[Opening Provided passage section]

Quotidian Grace's post yesterday about Kirk of the Hills Presbyterian, along with petty grief in my life from my son's school and it's profoundly mean spiritied parent association leadership has drained me of energy and spirit. Oh, yeah and then there's the continuing challenge of my dad's cancer, my not being able to get up to my mom to help often enough, plus his Parkinsons, going blind, etc. etc. Yet there is good news this week too. The blessing of employment for me, in an apparently exact answer to prayer (though not the nature of work I wish for, but everything else), Praise God!! Like someone said to me once, long ago, you gotta take the sweet with the bittah...
I'm led to set down another miracle that happened to me. Yet another car miracle. And they don't stop here.
This one happened in my early 30's. I'd been away from the church for about 5 years and living quite the secular life. I had my own business doing bookkeeping and accounting for individual clients and on motion pictures in the entertainment industry.

[Closing Provided passage section]
[Opening Records provided section]

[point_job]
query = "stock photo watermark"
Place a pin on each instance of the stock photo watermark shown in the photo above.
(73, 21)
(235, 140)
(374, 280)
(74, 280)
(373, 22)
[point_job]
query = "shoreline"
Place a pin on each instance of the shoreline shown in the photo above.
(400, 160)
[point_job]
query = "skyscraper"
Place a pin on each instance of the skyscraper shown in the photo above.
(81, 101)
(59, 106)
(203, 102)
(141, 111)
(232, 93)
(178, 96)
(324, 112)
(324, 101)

[Closing Records provided section]

§ Work request
Copy the blog post from "Quotidian Grace's post" up to and including "don't stop here.", swapping "miracle" for "wonder" each time it appears.

§ Solution to this problem
Quotidian Grace's post yesterday about Kirk of the Hills Presbyterian, along with petty grief in my life from my son's school and it's profoundly mean spiritied parent association leadership has drained me of energy and spirit. Oh, yeah and then there's the continuing challenge of my dad's cancer, my not being able to get up to my mom to help often enough, plus his Parkinsons, going blind, etc. etc. Yet there is good news this week too. The blessing of employment for me, in an apparently exact answer to prayer (though not the nature of work I wish for, but everything else), Praise God!! Like someone said to me once, long ago, you gotta take the sweet with the bittah...
I'm led to set down another wonder that happened to me. Yet another car wonder. And they don't stop here.